▶ TRECHO PARA LEITURA:
*-*-*
Será preciso mais que ação policial para coibir a
Cracolândia. As cenas abertas de uso de drogas representam importantes desafios
para profissionais de saúde, gestores e formuladores de políticas públicas,
especialmente em países de baixa e média renda. No entanto, essas cenas abertas
também podem ser encontradas na maioria das grandes cidades da Europa assim
como na América do Norte: a Downtown Eastside de Vancouver abriga a maior cena
aberta de consumo drogas do Canadá.
Parece haver forças que mantêm essas comunidades
unidas, independentemente das substâncias usadas, causando problemas de ordem
pública, levando ao recrutamento de e marginalização de jovens para consumo ou
venda de drogas e induzindo a sensação crescente da população de sentimento de
insegurança.
De acordo com dados da Associação Brasileira de
Estudos de Álcool e Drogas (ABEAD), a Cracolândia de São Paulo é a mais antiga
(1989) e a mais densamente povoada, com 500 moradores e mais de 2.000
visitantes regulares. São praticamente 33 anos de existência e, apesar de
várias estratégias utilizadas ao longo deste período, segue resistindo. O
Brasil tem o maior mercado de crack do mundo já que mais de 1 milhão de brasileiros
consomem esta droga. Existem 370 mil usuários regulares de crack vivendo nas 26
capitais e no Distrito Federal e, aproximadamente, 80% deles usam drogas em
locais públicos.
Embora alguns estudos internacionais tenham
descrito várias maneiras de gerenciar cenas abertas de drogas, como aplicação
da lei e intervenções sociais, há conhecimento limitado sobre os facilitadores
e barreiras que promovem ou impedem a implementação de tais intervenções. Os
estudos em cenas abertas mostram que os usuários de drogas tendem a se unir
como um grupo e resistirem ao que chamam de ‘pessoas normais’ que passam, assim
como demonstram a importância de compartilhar drogas e serviços e aderir às
regras de conduta criadas nos locais.
*-*-*
▶ TAREFAS DO EXERCÍCIO:
**a)** Extraia do texto sobre a Cracolândia, sem qualquer alteração, o trecho que vai de "Parece haver forças" até "insegurança.".
**b)** Segundo o texto sobre a Cracolândia, as cenas abertas de uso de drogas representam importantes desafios para quais grupos? Liste todos eles.
**c)** Dê continuidade ao texto sobre a Cracolândia a partir da última frase apresentada.
As linhas apresentadas a seguir constituem um material à parte, sem relação com o texto.
*-*-*
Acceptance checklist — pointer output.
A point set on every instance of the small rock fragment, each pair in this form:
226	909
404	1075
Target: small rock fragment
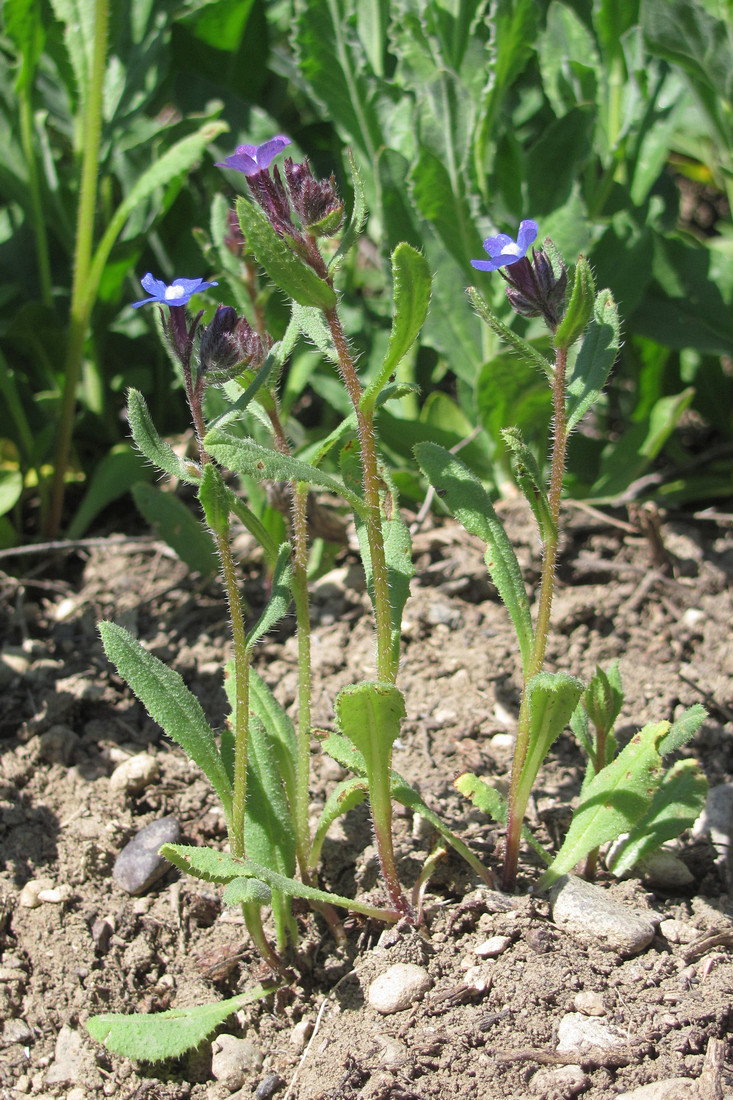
134	774
56	895
674	1088
577	1032
232	1058
664	870
493	947
269	1086
398	988
587	912
590	1003
301	1034
29	895
139	865
68	1056
565	1081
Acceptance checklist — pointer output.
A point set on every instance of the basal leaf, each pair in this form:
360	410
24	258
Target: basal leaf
161	1035
170	703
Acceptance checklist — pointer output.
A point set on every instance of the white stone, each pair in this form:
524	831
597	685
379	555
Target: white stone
493	947
134	774
56	895
564	1081
232	1058
590	1003
674	1088
578	1032
29	895
398	988
588	913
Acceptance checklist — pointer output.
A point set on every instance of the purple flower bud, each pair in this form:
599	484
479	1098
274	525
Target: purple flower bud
316	201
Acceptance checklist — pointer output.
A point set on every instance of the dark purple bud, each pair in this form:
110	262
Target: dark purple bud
316	201
228	345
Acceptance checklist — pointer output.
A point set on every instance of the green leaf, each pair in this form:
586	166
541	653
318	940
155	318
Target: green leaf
470	504
285	268
11	486
150	443
280	597
579	308
358	219
524	350
613	802
170	703
247	892
493	804
594	360
412	281
529	480
349	756
684	728
553	697
113	476
162	1035
245	457
218	867
343	798
172	520
676	806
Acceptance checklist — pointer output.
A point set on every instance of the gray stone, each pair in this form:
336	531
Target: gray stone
589	914
233	1058
398	988
139	865
580	1033
68	1058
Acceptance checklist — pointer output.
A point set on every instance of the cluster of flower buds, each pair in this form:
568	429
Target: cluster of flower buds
535	288
316	202
228	345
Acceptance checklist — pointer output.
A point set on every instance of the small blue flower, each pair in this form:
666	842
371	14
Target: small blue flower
253	158
177	294
504	251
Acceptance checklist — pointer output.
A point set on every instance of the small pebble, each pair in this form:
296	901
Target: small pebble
301	1034
674	1088
590	1003
678	932
398	988
269	1086
68	1056
565	1081
577	1032
588	913
232	1059
29	895
664	870
139	865
56	895
493	947
134	774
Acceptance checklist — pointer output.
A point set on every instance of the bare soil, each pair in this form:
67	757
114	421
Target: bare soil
664	608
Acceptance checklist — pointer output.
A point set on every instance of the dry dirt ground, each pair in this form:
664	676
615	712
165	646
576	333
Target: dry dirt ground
67	721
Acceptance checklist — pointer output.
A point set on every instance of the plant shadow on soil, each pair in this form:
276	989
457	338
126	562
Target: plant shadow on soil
67	721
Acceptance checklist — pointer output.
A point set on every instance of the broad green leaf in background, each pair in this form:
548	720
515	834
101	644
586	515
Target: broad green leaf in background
170	703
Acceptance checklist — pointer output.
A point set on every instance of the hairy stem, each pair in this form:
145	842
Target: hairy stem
520	791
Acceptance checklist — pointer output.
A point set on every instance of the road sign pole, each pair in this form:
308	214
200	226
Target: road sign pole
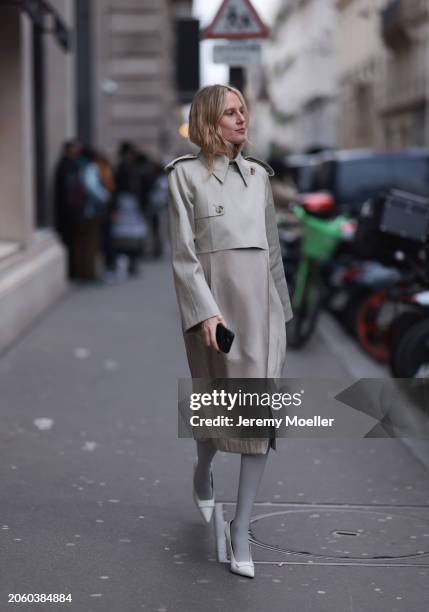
237	77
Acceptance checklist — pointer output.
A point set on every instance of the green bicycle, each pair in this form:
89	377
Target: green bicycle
320	239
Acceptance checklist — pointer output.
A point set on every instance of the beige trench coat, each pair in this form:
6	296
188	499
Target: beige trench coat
226	260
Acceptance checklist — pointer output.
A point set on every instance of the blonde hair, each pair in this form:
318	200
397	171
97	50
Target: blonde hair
207	109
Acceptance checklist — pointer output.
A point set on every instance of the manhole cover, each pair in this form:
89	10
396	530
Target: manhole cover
328	533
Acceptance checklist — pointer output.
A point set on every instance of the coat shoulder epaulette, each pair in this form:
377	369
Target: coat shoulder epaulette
171	165
267	167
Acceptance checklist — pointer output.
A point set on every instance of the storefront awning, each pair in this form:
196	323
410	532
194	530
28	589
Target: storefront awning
46	18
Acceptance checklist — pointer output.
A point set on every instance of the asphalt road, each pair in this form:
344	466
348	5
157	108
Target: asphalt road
96	487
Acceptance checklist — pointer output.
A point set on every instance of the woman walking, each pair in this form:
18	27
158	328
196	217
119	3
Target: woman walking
227	269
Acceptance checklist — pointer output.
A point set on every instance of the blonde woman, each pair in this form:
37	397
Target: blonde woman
227	269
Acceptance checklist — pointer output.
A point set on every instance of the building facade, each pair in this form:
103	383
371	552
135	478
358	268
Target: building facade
383	73
36	115
299	80
134	74
103	71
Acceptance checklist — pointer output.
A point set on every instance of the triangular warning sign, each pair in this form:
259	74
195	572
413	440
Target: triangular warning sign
236	19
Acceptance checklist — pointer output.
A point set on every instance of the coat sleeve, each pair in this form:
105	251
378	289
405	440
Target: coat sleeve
195	300
276	263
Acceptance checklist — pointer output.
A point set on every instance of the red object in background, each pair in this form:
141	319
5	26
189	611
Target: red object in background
239	20
316	203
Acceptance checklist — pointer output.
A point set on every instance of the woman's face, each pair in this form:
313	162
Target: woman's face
233	122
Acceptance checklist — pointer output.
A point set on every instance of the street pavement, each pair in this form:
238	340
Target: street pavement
96	486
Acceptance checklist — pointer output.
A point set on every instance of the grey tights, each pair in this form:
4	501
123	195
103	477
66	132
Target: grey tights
251	470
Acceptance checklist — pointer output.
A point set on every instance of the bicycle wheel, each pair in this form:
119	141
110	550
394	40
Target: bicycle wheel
398	330
412	353
373	326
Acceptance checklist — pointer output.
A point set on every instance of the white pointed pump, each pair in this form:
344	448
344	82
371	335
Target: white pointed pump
243	568
205	506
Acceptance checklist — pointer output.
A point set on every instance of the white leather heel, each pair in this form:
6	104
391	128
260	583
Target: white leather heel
244	568
205	506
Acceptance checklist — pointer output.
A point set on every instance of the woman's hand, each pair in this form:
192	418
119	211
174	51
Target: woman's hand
207	331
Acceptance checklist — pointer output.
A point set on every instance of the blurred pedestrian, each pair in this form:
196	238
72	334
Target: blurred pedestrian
68	196
282	184
129	229
156	206
108	181
88	226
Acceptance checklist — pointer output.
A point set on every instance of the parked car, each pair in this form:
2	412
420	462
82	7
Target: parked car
354	176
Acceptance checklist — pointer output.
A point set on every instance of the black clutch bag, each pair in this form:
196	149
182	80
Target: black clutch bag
224	337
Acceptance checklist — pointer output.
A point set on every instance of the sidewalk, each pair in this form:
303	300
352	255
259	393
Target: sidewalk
96	487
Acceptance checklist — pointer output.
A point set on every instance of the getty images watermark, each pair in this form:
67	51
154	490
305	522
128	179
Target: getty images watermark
303	407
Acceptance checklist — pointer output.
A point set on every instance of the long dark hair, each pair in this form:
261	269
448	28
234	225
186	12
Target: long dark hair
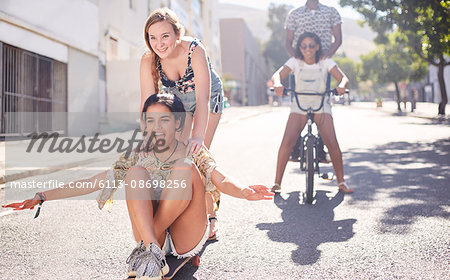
298	53
171	101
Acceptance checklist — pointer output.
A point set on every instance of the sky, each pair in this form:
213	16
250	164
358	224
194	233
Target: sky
346	12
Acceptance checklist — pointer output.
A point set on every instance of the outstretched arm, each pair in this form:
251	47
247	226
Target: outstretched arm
65	191
337	73
146	77
288	42
337	34
232	187
278	76
202	95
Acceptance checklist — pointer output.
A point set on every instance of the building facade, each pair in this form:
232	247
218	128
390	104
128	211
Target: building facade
82	56
243	64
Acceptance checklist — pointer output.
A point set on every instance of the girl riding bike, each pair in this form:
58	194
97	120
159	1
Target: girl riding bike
310	76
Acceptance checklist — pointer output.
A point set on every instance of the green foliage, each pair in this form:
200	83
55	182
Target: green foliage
274	50
424	23
351	69
392	62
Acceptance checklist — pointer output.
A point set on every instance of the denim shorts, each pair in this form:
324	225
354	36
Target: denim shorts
215	101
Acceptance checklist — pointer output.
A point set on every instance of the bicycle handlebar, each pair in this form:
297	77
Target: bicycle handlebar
287	92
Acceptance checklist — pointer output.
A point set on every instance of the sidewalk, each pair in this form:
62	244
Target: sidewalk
230	115
423	109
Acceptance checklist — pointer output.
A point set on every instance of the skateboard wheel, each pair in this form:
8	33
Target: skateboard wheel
196	261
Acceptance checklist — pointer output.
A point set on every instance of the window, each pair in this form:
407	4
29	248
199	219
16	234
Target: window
31	83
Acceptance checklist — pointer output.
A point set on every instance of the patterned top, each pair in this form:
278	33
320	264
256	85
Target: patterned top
158	171
320	21
186	83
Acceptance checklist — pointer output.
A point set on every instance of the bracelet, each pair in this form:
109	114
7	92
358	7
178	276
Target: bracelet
42	197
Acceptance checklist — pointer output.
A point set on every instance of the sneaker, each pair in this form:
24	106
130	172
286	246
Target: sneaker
132	259
151	264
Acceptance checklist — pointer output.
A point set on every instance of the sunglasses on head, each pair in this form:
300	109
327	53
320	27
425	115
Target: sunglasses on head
305	46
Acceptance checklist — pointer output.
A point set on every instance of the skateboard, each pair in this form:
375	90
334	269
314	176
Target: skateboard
176	264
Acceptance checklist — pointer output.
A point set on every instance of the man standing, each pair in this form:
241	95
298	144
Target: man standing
324	21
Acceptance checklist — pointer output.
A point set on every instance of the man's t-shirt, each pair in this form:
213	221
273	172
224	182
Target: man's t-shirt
320	21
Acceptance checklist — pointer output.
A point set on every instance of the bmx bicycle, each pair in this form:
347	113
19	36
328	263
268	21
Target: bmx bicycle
309	160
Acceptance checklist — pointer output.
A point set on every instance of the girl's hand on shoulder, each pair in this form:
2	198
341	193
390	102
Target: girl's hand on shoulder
340	90
26	204
278	89
257	192
194	145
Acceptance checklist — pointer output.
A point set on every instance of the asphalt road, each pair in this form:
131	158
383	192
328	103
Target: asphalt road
395	226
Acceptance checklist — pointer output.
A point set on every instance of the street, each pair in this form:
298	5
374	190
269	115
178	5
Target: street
395	226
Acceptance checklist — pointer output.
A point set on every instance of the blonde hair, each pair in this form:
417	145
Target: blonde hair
162	14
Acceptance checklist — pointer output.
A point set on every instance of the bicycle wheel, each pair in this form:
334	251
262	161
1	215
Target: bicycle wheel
309	172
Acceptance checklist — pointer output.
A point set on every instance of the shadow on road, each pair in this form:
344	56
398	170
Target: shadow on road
308	226
414	177
188	270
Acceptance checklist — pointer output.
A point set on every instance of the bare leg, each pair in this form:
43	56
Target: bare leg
294	126
188	229
140	206
326	128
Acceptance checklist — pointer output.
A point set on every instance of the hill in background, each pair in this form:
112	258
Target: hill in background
357	40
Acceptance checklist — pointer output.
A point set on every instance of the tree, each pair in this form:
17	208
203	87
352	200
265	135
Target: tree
391	63
351	69
274	50
424	23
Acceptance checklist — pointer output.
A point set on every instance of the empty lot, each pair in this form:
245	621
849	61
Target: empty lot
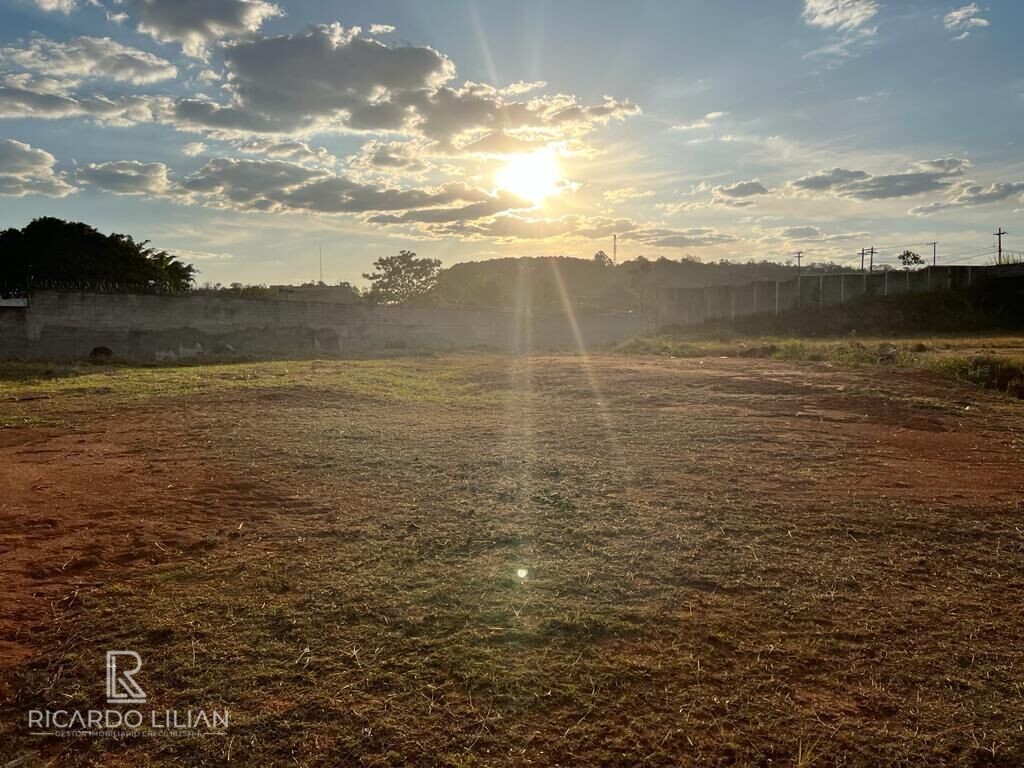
479	560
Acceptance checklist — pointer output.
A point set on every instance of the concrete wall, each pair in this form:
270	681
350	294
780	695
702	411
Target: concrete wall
682	306
69	326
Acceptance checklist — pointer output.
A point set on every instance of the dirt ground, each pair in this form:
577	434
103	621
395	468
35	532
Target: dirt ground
476	560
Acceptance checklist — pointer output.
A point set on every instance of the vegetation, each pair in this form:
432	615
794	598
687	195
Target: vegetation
992	363
591	285
53	251
400	279
374	563
909	258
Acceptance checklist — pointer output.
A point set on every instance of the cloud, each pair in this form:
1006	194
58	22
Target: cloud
510	227
330	70
197	24
627	193
807	233
848	18
742	189
61	6
90	57
700	237
702	123
389	157
274	185
500	203
127	177
330	78
27	96
189	256
971	195
840	14
931	175
298	152
964	19
27	170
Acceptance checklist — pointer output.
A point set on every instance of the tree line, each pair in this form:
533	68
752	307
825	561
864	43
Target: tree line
50	251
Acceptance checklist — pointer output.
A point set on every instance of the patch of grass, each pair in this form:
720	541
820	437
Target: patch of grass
992	372
39	393
953	357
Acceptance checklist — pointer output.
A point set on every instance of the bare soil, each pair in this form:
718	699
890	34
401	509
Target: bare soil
546	561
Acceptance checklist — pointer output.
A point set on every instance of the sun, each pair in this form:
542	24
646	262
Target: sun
534	177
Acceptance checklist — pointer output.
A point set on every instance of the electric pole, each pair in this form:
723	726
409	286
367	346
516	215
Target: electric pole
999	235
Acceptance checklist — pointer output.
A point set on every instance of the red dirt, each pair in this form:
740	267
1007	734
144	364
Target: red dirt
890	485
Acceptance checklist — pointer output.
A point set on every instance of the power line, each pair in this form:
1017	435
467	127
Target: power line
999	235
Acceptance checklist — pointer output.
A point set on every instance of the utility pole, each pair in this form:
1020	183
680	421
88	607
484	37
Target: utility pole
999	235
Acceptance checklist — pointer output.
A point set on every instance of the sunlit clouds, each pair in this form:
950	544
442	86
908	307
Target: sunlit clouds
448	136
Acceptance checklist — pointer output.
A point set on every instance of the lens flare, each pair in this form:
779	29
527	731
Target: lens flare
535	177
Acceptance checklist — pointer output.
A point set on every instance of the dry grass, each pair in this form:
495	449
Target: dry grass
712	579
990	361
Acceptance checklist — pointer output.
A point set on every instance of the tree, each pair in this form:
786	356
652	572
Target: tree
50	250
909	258
396	280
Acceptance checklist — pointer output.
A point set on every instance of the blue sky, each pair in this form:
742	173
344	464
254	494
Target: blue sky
245	133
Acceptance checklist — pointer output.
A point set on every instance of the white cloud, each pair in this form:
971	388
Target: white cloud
808	233
330	78
964	19
298	152
27	170
742	188
702	123
511	228
61	6
275	185
189	256
840	14
848	18
127	177
197	24
930	175
627	193
971	195
90	57
27	96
*-*-*
▶ EXERCÍCIOS RESOLVIDOS:
**a)**
Parece haver forças que mantêm essas comunidades
unidas, independentemente das substâncias usadas, causando problemas de ordem
pública, levando ao recrutamento de e marginalização de jovens para consumo ou
venda de drogas e induzindo a sensação crescente da população de sentimento de
insegurança.

**b)** Profissionais de saúde, gestores e formuladores de políticas públicas.

**c)**
A experiência de estar à margem da sociedade e a
necessidade de ocultar algumas de suas atividades promovem criação de regras e
rituais próprios para quem consome drogas em cenas abertas. Essas regras e
rituais podem ser considerados como ‘rituais de interação’. Eles fornecem aos
participantes os símbolos de associação ao grupo, energia emocional e
solidariedade grupal. Isso torna difícil sair de cena e pode explicar por que
aqueles que o fazem voltam com frequência.
Para aumentar a possibilidade de implementação
bem-sucedida de intervenções para combater o tráfico aberto de drogas,
políticos e autoridades devem prestar atenção à colaboração entre atores-chave,
alocação de recursos suficientes, possível modificação da política que rege os
deveres profissionais e fornecimento de medicamentos para a vulnerabilidade de
indivíduos sem residência que circulam nestes locais. Além disso, instalações
de tratamento suficientes devem ser fornecidas quando atividades de aplicação
da lei contra as cenas de drogas abertas forem planejadas.
Porém, a falta de políticas públicas para o
tratamento da saúde mental e drogadição no país é um dos grandes gargalos
apontados pela ABEAD. Sem recursos, os serviços, na maioria dos Estados, estão
sucateados.
As políticas públicas de saúde mental no Brasil
seguem tendo um subfinanciamento. E, sem saúde mental, não há saúde. Os
serviços que não estão sucateados na área, estão respirando por meio de bombas
de oxigênio para tentar sobreviver com o baixo repasse de verbas.
Outro fator que afeta o setor é a fragilidade das
ações em andamento diante das mudanças na gestão do setor. Temos uma certa
instabilidade, por vezes, das políticas de Estado que não têm garantia de
continuidade a cada novo governo que entra.
De modo geral, a rede de atenção psicossocial que
dá suporte ao tratamento carece de organização. Embora o trabalho exista em
determinados territórios deste imenso Brasil, a rede de atenção psicossocial
ainda é frágil e muitas vezes desunida.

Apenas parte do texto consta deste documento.